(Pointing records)

====================

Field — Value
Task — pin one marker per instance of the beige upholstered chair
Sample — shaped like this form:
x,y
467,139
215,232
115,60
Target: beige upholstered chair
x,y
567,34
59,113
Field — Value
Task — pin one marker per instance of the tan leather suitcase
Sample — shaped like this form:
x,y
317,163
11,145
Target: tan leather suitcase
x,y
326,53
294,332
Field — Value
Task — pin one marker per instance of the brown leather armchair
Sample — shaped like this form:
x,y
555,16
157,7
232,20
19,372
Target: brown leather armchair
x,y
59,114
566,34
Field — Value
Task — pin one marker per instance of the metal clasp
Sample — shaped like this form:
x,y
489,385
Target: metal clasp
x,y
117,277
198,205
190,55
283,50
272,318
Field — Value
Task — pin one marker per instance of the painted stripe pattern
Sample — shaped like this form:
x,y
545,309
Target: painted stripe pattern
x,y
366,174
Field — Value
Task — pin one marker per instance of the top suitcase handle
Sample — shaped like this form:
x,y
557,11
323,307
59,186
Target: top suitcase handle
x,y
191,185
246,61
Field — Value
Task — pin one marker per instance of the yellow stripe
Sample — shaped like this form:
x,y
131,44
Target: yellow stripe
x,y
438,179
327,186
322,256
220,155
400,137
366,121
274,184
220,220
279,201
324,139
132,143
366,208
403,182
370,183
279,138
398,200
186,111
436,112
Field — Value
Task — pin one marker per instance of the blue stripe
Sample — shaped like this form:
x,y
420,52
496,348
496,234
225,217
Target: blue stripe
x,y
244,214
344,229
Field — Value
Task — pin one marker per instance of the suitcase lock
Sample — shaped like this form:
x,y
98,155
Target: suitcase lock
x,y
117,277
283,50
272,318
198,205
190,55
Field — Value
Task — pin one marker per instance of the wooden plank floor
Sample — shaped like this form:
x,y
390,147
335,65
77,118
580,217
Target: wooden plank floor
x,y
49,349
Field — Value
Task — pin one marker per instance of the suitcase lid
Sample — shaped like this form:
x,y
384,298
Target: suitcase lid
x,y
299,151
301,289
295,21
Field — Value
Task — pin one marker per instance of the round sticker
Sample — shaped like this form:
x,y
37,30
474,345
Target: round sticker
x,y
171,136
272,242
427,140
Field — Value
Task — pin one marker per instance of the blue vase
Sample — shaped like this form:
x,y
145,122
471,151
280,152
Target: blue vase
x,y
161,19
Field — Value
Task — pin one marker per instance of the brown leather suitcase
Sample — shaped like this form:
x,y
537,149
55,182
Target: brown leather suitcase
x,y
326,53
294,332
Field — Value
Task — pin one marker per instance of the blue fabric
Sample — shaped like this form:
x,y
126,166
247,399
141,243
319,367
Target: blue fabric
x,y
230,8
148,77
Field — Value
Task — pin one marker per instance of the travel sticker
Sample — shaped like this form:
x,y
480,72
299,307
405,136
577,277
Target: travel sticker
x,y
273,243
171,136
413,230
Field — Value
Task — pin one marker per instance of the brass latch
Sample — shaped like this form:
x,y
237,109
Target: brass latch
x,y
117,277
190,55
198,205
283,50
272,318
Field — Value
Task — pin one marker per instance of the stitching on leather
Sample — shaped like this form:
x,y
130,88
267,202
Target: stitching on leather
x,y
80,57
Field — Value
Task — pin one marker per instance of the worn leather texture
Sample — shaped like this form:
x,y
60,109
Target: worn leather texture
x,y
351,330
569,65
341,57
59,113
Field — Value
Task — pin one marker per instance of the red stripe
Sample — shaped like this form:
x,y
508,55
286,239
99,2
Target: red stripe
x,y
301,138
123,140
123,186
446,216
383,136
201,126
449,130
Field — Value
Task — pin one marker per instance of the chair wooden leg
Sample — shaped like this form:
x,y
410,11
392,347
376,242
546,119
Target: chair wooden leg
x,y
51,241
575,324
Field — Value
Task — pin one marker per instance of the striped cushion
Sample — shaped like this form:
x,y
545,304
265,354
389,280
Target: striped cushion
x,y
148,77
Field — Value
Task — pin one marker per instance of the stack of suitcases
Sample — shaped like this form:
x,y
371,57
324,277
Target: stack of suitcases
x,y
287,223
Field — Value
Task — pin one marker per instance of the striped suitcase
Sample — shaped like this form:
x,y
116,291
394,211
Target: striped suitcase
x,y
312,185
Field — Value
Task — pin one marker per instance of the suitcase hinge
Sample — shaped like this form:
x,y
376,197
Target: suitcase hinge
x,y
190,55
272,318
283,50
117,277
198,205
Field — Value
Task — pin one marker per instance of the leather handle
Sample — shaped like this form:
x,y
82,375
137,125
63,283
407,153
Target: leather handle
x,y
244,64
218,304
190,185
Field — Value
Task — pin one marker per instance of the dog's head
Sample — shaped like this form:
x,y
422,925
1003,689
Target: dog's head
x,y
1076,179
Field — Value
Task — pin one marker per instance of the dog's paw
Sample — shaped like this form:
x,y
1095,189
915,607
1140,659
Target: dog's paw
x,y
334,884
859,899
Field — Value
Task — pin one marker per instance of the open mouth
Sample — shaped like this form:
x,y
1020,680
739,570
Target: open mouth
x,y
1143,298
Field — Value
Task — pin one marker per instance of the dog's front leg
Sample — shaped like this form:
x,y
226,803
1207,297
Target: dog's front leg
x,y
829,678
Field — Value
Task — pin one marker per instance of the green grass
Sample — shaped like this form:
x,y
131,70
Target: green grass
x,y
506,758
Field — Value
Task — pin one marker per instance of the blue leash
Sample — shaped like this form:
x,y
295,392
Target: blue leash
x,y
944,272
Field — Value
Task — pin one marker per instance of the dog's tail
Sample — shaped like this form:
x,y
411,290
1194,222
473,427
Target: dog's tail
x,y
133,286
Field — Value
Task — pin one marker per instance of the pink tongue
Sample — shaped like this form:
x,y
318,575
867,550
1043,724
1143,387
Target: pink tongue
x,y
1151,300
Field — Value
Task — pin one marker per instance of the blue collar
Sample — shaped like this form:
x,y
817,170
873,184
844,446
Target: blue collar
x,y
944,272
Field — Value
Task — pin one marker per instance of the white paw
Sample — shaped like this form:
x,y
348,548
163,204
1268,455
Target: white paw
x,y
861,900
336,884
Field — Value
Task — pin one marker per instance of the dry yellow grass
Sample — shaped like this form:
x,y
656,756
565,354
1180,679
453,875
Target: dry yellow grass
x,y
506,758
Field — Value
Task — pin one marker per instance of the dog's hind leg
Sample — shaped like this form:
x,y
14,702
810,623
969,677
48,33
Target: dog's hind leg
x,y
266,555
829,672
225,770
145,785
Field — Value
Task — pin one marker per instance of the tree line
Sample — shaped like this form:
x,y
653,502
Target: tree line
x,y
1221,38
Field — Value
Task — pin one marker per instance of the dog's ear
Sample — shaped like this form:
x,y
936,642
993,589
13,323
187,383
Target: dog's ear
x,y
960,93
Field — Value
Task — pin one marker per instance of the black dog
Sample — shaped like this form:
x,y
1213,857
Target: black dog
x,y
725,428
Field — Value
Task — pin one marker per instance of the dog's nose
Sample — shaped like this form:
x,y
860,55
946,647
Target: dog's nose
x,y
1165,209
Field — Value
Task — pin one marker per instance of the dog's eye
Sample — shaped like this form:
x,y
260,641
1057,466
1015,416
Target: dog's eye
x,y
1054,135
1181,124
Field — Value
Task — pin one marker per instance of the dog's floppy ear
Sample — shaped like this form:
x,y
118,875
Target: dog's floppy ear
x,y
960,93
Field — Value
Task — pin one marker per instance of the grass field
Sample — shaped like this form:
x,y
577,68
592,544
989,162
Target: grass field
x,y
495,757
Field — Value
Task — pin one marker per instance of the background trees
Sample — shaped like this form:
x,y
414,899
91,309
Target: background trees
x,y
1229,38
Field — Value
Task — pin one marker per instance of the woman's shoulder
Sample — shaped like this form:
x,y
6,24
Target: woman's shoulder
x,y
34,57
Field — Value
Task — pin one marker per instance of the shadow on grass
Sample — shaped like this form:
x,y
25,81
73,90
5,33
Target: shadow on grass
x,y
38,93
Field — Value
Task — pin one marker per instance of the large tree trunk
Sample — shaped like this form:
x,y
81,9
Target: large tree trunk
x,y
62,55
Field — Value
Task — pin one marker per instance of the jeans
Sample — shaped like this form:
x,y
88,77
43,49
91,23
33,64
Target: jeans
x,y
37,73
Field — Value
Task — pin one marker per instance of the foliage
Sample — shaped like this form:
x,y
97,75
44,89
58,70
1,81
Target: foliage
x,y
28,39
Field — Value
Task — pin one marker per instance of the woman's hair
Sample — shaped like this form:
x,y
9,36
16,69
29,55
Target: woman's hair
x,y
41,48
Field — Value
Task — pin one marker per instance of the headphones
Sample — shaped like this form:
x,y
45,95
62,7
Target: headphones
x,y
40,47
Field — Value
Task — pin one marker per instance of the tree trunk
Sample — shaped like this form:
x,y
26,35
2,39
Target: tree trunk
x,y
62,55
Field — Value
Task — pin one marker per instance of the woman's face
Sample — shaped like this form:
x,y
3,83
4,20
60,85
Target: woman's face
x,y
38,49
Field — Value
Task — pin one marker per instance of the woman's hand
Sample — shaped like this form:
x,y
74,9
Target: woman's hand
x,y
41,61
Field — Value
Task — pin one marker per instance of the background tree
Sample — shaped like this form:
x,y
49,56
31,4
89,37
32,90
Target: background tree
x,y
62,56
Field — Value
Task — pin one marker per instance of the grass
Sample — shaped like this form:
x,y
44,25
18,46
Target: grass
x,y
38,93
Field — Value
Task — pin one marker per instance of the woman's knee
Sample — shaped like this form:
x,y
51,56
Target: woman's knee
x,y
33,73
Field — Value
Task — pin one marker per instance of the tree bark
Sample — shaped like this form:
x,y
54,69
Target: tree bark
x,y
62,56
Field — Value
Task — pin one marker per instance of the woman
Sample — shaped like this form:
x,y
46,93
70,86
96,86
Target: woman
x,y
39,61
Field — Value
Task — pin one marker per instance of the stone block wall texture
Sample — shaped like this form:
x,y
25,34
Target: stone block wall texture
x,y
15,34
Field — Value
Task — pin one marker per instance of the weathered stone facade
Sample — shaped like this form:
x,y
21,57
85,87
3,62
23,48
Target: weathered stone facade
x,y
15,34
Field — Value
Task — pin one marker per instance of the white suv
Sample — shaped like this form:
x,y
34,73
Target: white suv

====================

INSTRUCTION ->
Count how many lines of the data contain the word "jeans", and give only that number.

THE SOLUTION ->
2